• [Exercise objective]: Output each line of the material, from its first line through the line containing "point(494, 718)", as a JSON list of strings with one string per line. Skip any blank lines.

┄┄┄┄┄┄

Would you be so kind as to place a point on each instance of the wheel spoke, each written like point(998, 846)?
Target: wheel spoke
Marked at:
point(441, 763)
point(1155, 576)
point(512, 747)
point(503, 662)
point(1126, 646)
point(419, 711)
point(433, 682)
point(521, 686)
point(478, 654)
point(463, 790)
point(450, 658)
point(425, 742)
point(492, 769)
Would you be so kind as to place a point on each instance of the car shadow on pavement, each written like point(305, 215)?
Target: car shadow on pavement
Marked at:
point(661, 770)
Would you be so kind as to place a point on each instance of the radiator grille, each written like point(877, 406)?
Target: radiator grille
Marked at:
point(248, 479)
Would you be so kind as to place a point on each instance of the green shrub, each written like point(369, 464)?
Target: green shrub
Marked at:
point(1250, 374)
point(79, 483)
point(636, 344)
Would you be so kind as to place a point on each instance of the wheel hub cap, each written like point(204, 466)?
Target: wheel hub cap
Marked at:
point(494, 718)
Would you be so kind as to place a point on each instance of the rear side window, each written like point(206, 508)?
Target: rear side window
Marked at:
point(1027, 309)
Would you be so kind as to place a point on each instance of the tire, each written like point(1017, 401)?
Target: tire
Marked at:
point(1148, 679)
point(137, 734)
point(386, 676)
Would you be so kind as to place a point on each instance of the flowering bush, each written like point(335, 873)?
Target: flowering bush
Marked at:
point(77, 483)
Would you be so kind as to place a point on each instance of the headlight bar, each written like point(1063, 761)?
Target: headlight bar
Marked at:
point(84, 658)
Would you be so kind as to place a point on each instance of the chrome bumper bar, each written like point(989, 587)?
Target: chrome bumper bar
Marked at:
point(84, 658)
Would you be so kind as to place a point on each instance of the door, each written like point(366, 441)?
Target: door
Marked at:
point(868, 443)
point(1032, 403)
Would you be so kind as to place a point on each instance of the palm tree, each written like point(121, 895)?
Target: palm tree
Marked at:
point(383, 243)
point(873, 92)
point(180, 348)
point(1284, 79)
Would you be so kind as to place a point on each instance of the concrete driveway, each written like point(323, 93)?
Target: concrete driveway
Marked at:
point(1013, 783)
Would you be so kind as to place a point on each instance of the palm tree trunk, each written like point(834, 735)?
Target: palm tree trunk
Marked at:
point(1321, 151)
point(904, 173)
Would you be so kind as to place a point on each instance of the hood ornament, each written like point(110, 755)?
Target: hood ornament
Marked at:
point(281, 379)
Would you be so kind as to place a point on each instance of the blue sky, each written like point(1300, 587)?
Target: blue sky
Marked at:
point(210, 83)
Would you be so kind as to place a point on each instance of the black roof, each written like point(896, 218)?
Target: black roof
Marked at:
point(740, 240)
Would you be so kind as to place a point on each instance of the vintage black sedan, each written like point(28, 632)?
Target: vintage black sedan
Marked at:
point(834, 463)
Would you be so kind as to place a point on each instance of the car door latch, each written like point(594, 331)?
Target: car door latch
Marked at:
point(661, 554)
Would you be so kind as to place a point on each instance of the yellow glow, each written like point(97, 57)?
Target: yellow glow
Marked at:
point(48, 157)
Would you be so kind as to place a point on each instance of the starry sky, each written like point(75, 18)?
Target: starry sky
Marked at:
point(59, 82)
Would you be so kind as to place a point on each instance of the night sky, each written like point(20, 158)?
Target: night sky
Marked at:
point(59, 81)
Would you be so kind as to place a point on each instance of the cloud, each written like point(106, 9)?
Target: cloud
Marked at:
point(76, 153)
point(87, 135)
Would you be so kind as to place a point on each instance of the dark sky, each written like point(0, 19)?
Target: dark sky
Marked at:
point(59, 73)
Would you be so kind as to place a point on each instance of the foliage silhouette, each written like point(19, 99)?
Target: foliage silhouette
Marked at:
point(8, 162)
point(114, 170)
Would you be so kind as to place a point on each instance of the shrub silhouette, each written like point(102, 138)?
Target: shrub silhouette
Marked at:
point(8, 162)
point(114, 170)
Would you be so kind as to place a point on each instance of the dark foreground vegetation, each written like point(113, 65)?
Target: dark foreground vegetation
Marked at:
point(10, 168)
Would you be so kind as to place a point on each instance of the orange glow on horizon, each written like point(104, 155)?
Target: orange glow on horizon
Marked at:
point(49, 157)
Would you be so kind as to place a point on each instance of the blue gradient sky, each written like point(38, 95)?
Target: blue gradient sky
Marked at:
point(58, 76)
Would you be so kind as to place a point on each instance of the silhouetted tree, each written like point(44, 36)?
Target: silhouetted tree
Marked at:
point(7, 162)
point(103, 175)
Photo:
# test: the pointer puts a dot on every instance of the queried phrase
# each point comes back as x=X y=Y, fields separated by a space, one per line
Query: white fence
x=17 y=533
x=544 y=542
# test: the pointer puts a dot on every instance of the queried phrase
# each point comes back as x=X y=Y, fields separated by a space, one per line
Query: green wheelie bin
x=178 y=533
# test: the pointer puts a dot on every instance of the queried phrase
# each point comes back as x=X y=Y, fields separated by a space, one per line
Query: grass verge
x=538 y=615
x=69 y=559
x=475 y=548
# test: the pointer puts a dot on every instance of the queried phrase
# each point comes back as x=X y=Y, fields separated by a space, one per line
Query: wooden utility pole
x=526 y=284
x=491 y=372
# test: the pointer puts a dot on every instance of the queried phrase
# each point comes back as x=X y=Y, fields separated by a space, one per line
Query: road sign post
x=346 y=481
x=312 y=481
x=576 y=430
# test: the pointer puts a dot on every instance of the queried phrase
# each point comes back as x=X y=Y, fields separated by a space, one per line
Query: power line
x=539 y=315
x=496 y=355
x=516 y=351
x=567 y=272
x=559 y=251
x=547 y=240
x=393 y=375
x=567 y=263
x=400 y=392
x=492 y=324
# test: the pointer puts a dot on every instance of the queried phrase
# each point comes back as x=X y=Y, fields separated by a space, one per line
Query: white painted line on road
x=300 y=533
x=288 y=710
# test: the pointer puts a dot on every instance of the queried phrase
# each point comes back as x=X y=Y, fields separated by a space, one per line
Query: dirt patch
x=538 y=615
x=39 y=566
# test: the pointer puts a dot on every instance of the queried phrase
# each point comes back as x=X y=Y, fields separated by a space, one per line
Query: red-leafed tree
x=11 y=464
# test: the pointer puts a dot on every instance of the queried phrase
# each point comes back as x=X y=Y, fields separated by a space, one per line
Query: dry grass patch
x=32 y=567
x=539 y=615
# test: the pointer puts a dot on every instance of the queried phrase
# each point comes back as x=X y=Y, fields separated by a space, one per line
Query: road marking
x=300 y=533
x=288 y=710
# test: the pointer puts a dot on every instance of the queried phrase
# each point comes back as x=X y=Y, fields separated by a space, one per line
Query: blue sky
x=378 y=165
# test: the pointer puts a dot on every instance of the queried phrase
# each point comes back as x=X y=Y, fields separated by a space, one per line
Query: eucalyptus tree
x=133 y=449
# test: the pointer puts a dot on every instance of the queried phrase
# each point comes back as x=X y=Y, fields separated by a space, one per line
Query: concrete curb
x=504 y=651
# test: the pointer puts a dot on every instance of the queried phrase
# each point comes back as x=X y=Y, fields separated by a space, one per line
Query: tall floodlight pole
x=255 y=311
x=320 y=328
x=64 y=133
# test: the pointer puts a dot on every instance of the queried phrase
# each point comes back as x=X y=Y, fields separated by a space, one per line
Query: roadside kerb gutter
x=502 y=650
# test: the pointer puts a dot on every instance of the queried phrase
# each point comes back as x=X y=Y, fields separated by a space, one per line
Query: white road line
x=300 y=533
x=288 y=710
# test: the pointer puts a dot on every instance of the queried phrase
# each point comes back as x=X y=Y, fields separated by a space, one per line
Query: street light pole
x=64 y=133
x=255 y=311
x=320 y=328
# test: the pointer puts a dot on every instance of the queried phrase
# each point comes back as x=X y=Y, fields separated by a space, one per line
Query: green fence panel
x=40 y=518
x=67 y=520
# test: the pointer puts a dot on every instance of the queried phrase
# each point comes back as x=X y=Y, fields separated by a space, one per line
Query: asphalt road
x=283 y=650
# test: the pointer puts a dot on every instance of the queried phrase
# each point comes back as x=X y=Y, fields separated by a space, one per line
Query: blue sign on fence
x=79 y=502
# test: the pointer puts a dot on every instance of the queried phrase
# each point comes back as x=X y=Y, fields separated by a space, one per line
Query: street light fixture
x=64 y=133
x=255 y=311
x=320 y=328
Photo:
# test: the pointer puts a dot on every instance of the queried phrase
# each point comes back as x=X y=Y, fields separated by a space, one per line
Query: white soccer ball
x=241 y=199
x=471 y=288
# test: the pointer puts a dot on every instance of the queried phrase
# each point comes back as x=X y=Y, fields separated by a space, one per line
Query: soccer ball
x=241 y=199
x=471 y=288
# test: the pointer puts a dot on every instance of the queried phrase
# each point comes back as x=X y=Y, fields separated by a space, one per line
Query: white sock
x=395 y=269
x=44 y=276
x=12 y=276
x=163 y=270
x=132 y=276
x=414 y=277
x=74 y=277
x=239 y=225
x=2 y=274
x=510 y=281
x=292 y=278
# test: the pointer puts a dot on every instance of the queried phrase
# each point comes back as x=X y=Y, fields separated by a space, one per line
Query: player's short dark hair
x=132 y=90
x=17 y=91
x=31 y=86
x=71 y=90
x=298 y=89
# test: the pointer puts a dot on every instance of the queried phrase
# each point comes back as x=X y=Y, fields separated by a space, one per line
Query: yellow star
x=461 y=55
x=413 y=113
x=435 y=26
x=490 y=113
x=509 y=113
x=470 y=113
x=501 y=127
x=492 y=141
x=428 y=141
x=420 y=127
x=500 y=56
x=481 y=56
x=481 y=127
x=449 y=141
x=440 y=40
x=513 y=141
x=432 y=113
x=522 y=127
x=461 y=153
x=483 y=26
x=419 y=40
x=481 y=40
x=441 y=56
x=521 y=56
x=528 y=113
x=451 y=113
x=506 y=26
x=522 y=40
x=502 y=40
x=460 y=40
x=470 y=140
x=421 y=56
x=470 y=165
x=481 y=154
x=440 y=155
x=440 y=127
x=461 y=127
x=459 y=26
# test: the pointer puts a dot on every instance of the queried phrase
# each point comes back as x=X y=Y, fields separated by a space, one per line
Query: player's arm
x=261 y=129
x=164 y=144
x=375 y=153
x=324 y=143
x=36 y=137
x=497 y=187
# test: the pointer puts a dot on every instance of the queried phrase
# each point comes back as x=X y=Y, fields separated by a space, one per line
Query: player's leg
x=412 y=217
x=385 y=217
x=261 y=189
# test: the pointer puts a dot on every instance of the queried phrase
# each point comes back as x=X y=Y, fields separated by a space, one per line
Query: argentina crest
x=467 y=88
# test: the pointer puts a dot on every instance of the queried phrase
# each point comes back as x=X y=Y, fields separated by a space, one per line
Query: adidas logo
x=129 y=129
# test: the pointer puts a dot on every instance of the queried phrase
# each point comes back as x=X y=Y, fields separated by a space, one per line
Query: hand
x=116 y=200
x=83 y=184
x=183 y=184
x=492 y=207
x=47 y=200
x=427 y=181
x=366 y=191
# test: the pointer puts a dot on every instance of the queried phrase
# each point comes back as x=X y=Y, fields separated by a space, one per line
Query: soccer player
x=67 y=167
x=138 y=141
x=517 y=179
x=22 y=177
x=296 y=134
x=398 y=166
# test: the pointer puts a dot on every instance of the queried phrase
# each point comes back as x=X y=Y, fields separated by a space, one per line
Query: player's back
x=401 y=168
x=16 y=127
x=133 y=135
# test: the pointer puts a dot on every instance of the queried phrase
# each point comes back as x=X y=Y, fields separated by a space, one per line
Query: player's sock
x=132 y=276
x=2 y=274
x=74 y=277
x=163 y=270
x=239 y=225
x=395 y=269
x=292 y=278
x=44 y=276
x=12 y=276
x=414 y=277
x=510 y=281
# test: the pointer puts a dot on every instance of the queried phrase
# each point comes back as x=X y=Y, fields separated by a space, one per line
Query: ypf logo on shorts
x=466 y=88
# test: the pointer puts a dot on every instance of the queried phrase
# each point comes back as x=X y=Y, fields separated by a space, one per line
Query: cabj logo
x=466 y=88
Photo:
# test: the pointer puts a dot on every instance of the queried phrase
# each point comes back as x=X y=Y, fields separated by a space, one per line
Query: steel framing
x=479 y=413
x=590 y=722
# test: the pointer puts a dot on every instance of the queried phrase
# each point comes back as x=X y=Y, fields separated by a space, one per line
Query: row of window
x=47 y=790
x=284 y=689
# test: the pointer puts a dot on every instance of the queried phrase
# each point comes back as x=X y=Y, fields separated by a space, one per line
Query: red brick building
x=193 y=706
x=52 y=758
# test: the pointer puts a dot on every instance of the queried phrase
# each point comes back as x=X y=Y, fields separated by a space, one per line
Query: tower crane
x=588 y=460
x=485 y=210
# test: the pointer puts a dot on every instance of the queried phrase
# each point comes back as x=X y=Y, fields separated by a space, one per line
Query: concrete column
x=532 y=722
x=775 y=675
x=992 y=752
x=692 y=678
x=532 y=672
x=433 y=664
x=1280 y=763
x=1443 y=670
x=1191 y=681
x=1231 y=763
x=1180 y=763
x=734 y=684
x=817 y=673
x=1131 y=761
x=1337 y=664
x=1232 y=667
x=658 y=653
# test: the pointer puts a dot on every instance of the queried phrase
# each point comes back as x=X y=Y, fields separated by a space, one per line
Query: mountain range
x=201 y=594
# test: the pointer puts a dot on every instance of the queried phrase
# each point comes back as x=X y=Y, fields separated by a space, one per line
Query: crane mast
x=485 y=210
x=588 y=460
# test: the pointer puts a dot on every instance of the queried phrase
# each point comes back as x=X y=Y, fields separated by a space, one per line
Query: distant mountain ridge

┄┄┄┄┄┄

• [Completed task]:
[
  "Would you be so kind as to place a point on each instance of the wheel spoke, each written like point(998, 846)?",
  "Target: wheel spoke",
  "Marked at:",
  "point(441, 763)",
  "point(1155, 576)",
  "point(512, 747)",
  "point(503, 662)",
  "point(1126, 646)",
  "point(419, 711)",
  "point(433, 682)",
  "point(521, 686)",
  "point(478, 654)",
  "point(463, 790)",
  "point(450, 658)",
  "point(425, 742)",
  "point(492, 769)",
  "Would you be so kind as to place a point on each instance of the car shadow on pavement, each written like point(305, 215)?",
  "Target: car shadow on pavement",
  "Marked at:",
  "point(661, 770)",
  "Would you be so kind as to place a point on each instance of the radiator grille, each written like point(877, 406)?",
  "Target: radiator grille",
  "Marked at:",
  "point(248, 479)",
  "Would you be so kind as to place a point on each instance of the green shrub, each written like point(369, 464)?",
  "Target: green shrub",
  "Marked at:",
  "point(1250, 374)",
  "point(79, 483)",
  "point(636, 344)",
  "Would you be so kind as to place a point on each instance of the wheel hub cap, each written like point(204, 466)?",
  "Target: wheel hub cap",
  "Marked at:",
  "point(494, 718)"
]